**PARTS OF THE EXERCISE:**
1 – In the passage on Haskell profiling and indie games, why does the writer say a list of functions and runtimes is not enough for profiling? Please answer in one to three sentences.
2 – Continue the passage on Haskell profiling and indie games, starting after its last sentence.

**TEXT PASSAGE:**
But there is a problem with the approach: As always, the flipside of having an automated mechanism doing really smart things is that you lose a bit of control over what actually happens. Now Haskell's all about that you don't need to care, but sometimes you have a program using copious amounts of heap-space, using each core only half - and no real idea why. It's probably a bug on your part, but that doesn't really help the situation.
What you need at this point is a good profiling tool, showing you what your program does and allowing your to trace the reasons behind it. As we're talking about massively parallel programs here, that's not really something where you are done with just a list of functions and runtimes - you need, well, better tools. There's already ThreadScope, but that's only a symptomatic view at best.
The PhD will be about finding out whether there are, well, better ways. Not very specific, but it wouldn't be research otherwise, now would it? :)
I think, the only area where there is still place for brand new ideas is various indie game development. But the problem for indie companies is the lack of quality/professionalism/marketing (even with the presence of an outstanding idea).
So in the end I have to agree with Peter - there is no big fun in working neither for big game development company (because of the fact that you make games you will probably not want to play afterwards) nor for indie company (for you will never reach the quality level of big software companies). So it is probably better to create something more usefull in different area of software development...
> But the problem for indie companies is the lack of quality/professionalism/marketing
Just as a quick side note: I don't think it's that bad. You can do good quality if you do a simple idea where polishing isn't something that requires a fifty-man team. You can do professionalism if you have the right attitude. And the "marketing" aspect is shifting very fast these days, with "indie" becoming a marketing brand of its own in platforms like Steam.

**GIVEN DATA:**
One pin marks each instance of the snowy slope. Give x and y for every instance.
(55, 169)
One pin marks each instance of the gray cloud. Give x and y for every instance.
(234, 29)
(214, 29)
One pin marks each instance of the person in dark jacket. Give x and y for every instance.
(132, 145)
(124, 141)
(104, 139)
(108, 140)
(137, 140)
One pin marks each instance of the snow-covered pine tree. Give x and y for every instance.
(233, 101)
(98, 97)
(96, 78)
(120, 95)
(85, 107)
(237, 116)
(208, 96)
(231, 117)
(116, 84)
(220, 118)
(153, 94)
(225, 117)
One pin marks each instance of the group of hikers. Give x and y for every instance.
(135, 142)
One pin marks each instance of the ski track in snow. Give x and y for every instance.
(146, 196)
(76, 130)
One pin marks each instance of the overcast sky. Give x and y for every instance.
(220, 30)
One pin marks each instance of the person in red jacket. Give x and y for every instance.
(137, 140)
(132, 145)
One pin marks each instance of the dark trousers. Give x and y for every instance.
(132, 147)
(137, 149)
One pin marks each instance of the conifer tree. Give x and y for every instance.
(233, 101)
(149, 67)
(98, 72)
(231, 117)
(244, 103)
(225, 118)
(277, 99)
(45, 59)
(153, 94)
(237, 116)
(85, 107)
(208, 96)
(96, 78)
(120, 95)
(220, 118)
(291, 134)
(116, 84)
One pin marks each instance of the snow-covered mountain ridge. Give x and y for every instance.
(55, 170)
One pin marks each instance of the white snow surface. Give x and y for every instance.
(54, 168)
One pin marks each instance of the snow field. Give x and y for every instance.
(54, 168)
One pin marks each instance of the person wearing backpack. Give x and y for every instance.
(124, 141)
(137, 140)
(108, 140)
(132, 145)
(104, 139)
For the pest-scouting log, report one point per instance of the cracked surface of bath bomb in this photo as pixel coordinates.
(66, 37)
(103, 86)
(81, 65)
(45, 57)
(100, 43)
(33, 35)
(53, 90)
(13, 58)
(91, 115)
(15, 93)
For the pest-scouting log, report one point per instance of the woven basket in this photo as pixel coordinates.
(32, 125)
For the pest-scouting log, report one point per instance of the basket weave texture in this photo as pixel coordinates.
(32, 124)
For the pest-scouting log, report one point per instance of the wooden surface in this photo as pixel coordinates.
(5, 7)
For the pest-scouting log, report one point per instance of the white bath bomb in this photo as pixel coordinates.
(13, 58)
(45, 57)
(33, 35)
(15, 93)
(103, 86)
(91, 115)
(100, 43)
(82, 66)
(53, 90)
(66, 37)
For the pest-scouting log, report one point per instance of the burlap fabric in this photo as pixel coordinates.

**RESPONSES BY ITEM NUMBER:**
1 – Because the programs in question are massively parallel, a plain list of functions and runtimes can't show what they are doing. That is why the writer says better tools are needed.

2 –
The main problem I see is that you have to be/do all of that at once, or have at least one other person that's equally committed to your project. And that with almost no financing and huge amounts of risk. That is pretty hard.
> ... do all of that at once ... with almost no financing and huge amounts of risk
Yeah, that is what I wanted to say (but my thoughts went too far away while I was writing my post :-) )
So, do you think the situation for us is better now?
> That’s probably why the indies seem so happy whenever you see them all together at GDC, and why one of the only things that seems to make them mad is if you tell them they’ll be working for Zynga someday.
Heh.
I somehow felt sorry for Matthes while reading this article - the image of the gamer how it is described in the article doesn't seem to be too different of what we know from the clonk community. After all, if commercial or not, often there is a lot of Herzblut (~commitment) in a game and of course it will hurt the developers to only read gamers bitching about the game. I can imagine that it is much worse within the "core gaming" communities than with an indie game like Clonk though.